##### Texte extrait #####

Organisé par l'association pro-vapotage Sovape, cet événement a pris un relief particulier à cause de la mystérieuse épidémie qui a pour l'instant fait 26 morts et 1.300 malades pulmonaires sévères aux États-Unis.
"Le plus dommageable, c'est que ça jette le doute", assure Sébastien Roux, directeur général d'une autre structure du secteur, le Crivape, qui organise jeudi 17 octobre à Paris sa propre table ronde.
Dans les trois quarts des cas, les malades américains ont consommé dans leur cigarette électronique des produits au THC, l'agent psychoactif du cannabis, souvent achetés illégalement. Mais les causes exactes de l'épidémie sont toujours inconnues.
Depuis son déclenchement cet été, les pro-vapotage s'emploient à distinguer les situations française et américaine. "Le marché américain est beaucoup moins réglementé. Ici, on ne peut pas mettre n'importe quoi dans un liquide", souligne M. Roux.
Pour autant, difficile de dissiper les peurs du grand public, soupirent les acteurs du secteur.
D'après un sondage BVA réalisé pour Sovape en septembre, 3 Français sur 5 pensent désormais que vapoter est au moins aussi dangereux que fumer, à rebours du consensus scientifique.
Avec 1,8 million de vapoteurs quotidiens et 820 millions d'euros de chiffre d'affaires, la France est le 3e marché mondial de l'e-cigarette après les États-Unis et le Royaume-Uni, selon une étude du cabinet Xerfi en 2018.
Mais à cause de l'épidémie américaine, les boutiques françaises "ont vu leur chiffre d'affaires moyen baisser de 20 à 30%", assure Sovape.
"Au contraire, en septembre, les ventes de tabac n'ont presque pas baissé. Si ça se confirme, cela démontrera que dénigrer à ce point la vape fait que les gens continuent de fumer", s'alarme auprès de l'AFP le pneumologue Bertrand Dautzenberg, autre intervenant du sommet de la vape. Le tabac fait 75.000 morts par an en France, essentiellement de cancers et problèmes cardiovasculaires.
"Paradoxe"
"La combustion tue, la désinformation aussi", tonne de son côté Jacques Le Houezec, spécialiste de la dépendance et ex-président de Sovape.
"La fumée du tabac est un mélange complexe qui contient 7.000 composés et 69 carcinogènes", poursuit-il.
Des liquides parfumés pour cigarettes électronique, à New Delhi le 18 septembre. |
Photo : AFP/VNA/CVN |
Le vapotage consiste à inhaler des vapeurs créées par le chauffage, et non la combustion, d'un liquide qui contient la plupart du temps de la nicotine, hautement addictive mais pas cancérigène.

##### Données fournies #####

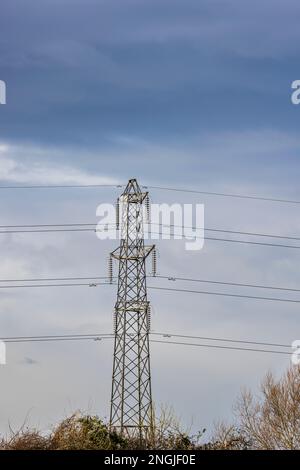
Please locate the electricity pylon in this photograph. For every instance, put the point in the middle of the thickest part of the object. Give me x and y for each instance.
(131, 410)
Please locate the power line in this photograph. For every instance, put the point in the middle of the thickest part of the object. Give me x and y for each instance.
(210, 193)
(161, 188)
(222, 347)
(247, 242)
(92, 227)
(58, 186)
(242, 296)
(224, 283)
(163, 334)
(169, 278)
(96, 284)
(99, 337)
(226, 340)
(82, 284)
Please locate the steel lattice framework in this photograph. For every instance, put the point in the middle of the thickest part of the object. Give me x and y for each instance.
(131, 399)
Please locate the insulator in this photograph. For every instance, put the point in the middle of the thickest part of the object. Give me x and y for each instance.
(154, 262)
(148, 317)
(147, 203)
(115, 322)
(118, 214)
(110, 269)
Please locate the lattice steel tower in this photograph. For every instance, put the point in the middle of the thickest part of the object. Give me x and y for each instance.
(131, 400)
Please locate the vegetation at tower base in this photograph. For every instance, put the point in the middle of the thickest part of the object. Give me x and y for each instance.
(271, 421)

#####
##### Données fournies #####

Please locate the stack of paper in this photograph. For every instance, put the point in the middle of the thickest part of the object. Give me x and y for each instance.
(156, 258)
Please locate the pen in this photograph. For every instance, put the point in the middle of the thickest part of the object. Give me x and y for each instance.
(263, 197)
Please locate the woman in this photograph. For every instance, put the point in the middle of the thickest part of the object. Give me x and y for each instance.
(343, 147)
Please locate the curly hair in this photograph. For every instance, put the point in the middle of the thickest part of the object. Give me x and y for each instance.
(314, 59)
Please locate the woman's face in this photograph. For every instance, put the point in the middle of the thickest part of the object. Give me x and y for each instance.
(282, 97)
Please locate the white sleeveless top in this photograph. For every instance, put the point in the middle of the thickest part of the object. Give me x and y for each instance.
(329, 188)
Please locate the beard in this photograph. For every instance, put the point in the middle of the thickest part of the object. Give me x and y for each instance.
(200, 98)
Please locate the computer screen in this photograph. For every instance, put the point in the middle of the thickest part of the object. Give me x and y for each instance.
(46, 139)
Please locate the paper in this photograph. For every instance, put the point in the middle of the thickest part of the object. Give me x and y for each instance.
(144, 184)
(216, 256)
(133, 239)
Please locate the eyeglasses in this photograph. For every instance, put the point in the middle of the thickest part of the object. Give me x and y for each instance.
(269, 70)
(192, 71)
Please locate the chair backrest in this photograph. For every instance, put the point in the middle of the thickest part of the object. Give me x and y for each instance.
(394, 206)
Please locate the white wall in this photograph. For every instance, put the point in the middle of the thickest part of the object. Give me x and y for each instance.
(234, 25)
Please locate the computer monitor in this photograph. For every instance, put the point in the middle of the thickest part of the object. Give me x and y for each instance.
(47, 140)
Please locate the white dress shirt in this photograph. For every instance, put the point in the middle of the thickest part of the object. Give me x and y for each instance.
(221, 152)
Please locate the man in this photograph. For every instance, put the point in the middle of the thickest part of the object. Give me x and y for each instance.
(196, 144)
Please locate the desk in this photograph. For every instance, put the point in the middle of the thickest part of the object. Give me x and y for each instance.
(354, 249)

#####

Liste des activités:
1 > Répondez à ces questions sur l'article consacré au vapotage :
(a) Combien de morts l'épidémie a-t-elle fait aux États-Unis ?
(b) Quel rang la France occupe-t-elle sur le marché mondial de l'e-cigarette selon l'étude du cabinet Xerfi en 2018 ?
(c) Combien de composés la fumée du tabac contient-elle selon Jacques Le Houezec ?
2 > Rédigez la suite de l'article consacré au vapotage après sa dernière phrase.

Réponses par tâche:
1 >
(a) 26 morts.
(b) Le 3e rang, après les États-Unis et le Royaume-Uni.
(c) 7.000 composés.

2 >
C'est pourquoi les médecins considèrent que si on fume déjà, le vapotage est moins nocif que la cigarette.
Malgré cela, des appels à la prudence se multiplient ces derniers mois, en raison du peu de recul dont on dispose sur les e-cigarettes, vendues depuis le milieu des années 2000.
En juillet, l'Organisation mondiale de la santé (OMS) a jugé que ces dispositifs étaient certes "probablement moins toxiques que les cigarettes" mais étaient "incontestablement nocifs et (devaient) être régulés".
La prestigieuse revue britannique The Lancet, elle, vient de publier un éditorial sévère appelant à mettre sur le même plan vapotage et cigarettes en termes de santé publique.
"Les fabricants de e-cigarettes et certains spécialistes de santé publique les considèrent comme un outil de sevrage et une alternative plus sûre que la cigarette. Mais peu de preuves soutiennent ces affirmations", juge The Lancet.
Ces incertitudes expliquent pourquoi le ministère de la Santé, comme l'OMS, n'inclut pas le vapotage dans son arsenal de prévention du tabagisme (augmentation des prix, remboursement des patchs et opération Mois sans tabac, qui démarrera le 1er novembre).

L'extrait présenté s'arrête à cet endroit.